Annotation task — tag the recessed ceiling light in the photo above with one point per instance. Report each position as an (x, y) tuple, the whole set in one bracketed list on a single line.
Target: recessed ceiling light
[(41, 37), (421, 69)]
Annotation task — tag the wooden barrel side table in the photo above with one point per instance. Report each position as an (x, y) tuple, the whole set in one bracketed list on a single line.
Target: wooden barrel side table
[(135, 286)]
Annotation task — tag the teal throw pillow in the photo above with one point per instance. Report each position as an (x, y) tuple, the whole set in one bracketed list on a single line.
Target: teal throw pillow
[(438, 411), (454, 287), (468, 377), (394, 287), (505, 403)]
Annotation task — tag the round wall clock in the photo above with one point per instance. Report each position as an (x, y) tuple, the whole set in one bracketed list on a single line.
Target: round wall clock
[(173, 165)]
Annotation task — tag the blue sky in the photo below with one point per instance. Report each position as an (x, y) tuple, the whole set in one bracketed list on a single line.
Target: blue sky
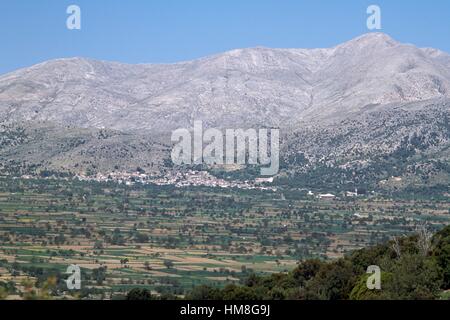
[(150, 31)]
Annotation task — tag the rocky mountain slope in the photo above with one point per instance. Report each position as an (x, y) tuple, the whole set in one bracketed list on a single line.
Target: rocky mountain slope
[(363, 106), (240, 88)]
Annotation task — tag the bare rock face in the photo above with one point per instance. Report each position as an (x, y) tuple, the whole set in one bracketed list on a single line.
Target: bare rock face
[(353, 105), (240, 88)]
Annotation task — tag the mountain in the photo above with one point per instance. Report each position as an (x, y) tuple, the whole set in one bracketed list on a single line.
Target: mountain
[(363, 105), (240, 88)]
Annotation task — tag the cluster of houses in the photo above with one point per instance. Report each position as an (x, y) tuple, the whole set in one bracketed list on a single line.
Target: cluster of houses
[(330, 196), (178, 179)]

==

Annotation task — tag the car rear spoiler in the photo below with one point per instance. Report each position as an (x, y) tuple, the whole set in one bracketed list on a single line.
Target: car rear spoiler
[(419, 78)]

...

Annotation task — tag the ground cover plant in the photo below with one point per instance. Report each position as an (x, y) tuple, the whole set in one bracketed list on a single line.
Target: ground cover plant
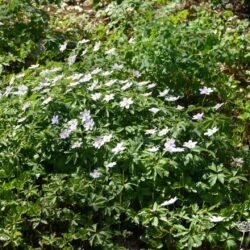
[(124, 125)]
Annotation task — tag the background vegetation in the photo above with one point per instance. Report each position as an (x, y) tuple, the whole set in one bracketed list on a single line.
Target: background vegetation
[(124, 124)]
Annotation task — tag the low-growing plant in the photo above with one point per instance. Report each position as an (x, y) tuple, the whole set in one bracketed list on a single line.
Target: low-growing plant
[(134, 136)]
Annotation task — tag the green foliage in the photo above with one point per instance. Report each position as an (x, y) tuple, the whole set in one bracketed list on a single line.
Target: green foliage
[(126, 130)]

TASK INSTRUCTIONS –
From the entries above, return exactly the line containing "Target: wooden barrel side table", the line containing "Annotation task — tag the round", and all lines between, and nothing else.

RESULT –
Target: wooden barrel side table
[(135, 286)]
Annotation task — tag the teal throw pillow in the photo above with one point per instance. Report each position as an (x, y) tuple, the whole set in one bracketed list on a single line.
Target: teal throw pillow
[(438, 411), (454, 287), (468, 377), (394, 287), (505, 403)]
Annotation task — tag the round wall clock in the photo above with one point per instance. Report each position as an (x, y) tuple, the whole set in one bracketed list on a single line.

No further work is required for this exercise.